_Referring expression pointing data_
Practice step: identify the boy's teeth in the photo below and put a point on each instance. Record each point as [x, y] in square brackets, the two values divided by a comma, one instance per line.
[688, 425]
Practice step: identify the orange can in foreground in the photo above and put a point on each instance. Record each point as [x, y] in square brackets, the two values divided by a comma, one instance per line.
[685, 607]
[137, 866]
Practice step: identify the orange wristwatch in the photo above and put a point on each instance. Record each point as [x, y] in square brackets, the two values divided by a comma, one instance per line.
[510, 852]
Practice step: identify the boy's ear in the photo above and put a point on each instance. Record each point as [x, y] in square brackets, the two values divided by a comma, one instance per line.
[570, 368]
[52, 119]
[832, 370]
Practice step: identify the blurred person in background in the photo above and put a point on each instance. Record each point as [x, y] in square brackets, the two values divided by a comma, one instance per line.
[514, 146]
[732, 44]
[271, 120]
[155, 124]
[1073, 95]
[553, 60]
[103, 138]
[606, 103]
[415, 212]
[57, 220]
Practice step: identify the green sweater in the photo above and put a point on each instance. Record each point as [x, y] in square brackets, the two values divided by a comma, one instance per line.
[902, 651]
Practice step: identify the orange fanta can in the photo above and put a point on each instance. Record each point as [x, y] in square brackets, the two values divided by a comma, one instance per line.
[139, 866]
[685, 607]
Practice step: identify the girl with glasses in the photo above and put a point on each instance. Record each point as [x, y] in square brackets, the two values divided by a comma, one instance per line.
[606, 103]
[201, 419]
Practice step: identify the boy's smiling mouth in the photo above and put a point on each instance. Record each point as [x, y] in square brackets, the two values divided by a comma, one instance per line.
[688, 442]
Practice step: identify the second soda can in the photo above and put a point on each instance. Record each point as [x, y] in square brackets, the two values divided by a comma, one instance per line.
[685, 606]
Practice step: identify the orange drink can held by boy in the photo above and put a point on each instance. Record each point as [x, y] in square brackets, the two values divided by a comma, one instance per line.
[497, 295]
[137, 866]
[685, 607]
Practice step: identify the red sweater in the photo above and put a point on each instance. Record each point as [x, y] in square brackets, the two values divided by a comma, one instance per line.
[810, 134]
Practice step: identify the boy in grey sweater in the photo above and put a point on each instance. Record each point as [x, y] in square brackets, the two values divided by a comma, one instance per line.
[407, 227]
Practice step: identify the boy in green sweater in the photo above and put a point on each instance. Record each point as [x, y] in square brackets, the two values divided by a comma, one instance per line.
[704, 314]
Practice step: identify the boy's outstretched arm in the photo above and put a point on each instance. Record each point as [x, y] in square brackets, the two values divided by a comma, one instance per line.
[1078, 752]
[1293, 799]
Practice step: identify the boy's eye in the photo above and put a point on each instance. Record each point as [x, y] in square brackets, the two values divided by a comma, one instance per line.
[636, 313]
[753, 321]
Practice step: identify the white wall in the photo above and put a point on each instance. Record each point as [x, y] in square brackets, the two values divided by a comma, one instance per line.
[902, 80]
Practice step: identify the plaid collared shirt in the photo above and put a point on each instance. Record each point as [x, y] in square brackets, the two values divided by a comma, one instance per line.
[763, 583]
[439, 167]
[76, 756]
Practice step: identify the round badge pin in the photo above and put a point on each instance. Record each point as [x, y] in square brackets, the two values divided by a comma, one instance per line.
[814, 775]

_Problem statement_
What is wanted is an exact copy of the data.

_Solution for this problem_
Practice step: identify the boy's teeth in the photo below and put a point on each instance. Record each point as [x, y] in square brackets, the two values divided by a comma, one instance per line.
[688, 425]
Practice step: identify the orange can in foreground in the photo above and put a point on each instance. Record each point as [x, y] in square brackets, the two values divided by a comma, one instance per line.
[685, 607]
[137, 866]
Practice step: identify the orange wristwatch in the photo above and put a point on each instance. Record each point as [x, y] in square brackets, the two values divided by a comma, one instance per line.
[510, 852]
Practice step: identify the boy's ear in the photo above and put a point on each instance. Record each point as [x, y] in square brackets, the two values divided by a comma, one instance per line.
[570, 368]
[52, 119]
[832, 370]
Practice step: identify the blurred person in background in the photo above and put a point on each instance. Record each point as [x, y] in square brackets, the two values divided by a comma, one instance per line.
[514, 146]
[732, 44]
[271, 120]
[155, 124]
[1073, 95]
[553, 60]
[103, 138]
[606, 103]
[415, 212]
[57, 220]
Practice step: identify the green sweater in the photo above and put a point on each instance. Record each point as [x, y] in square brackets, the two values divided by a comma, one instance per line.
[902, 651]
Practice step: identify the orange fanta can in the photo above and put a point on each instance. Record each point as [x, y] in square brackets, the two values divided by a comma, one instance per line.
[139, 866]
[685, 607]
Practice step: identify the girl with glasses in the photo above and put a point on each instance. Record each point as [x, y] in square brackets, the two values divided by a comma, one instance per line.
[606, 103]
[201, 419]
Practice step: identify the boy's smiling mouth in the photo above and put a point on each instance. Record each point as [x, y] in square brackets, the two values divided by a comma, one instance per line.
[688, 442]
Practice step: identify the second soda can in the photo above and put a point on each instance. Record each point as [x, y] in square brackets, the two values divided by a comma, one instance per line.
[685, 606]
Practice step: identify the orange drink can held by boy in the photo above and put a point on each instance. Record each point as [x, y] in square brackets, the two values divided by a comma, one instance per line.
[497, 295]
[137, 866]
[685, 607]
Practice step: identify the red sweater in the photo above and put a point on each instance. Record each point as [x, y] in square brackets, the two values divided by a comma, one instance per line.
[810, 134]
Practice step: identify the boy in grey sweater in the photo above and put a point on each instance. Record each point as [x, y] in square brackets, the two values divided by a comma, one instance per line.
[407, 227]
Practice step: identify the boy in green sweater in the photo above and put a point on each instance. Record each point as [x, y] in square brackets, the two values divided by a comma, one instance per line.
[704, 314]
Practice step: identify the boy's outstretched arm in the photo above and put a point on each instance. Record each point as [x, y] in square brackets, the two values divided by a comma, one instance per line.
[1078, 752]
[1293, 799]
Practice step: identify the boy's eye in the photo above and put a point on each instance. Record each point as [x, y] in square brackets, the two values divided by a comma, one instance per line.
[636, 313]
[753, 321]
Practice step: identify the white wall in the photo above and put a point on each instance. Record each point as [x, y] in square brackets, the two values divided by a comma, one instance per line.
[902, 80]
Practice step: identify the plaid collared shirt in the photo above and put a point on each instance. Record each point as [x, y] in square brackets, the two values divided by a comma, one instance per line.
[763, 583]
[439, 167]
[76, 756]
Practice step: identify the round badge pin in the photo above and put a point on each instance. Record each point as [x, y] in square brackets, the two values divided by a comma, one instance per line.
[814, 775]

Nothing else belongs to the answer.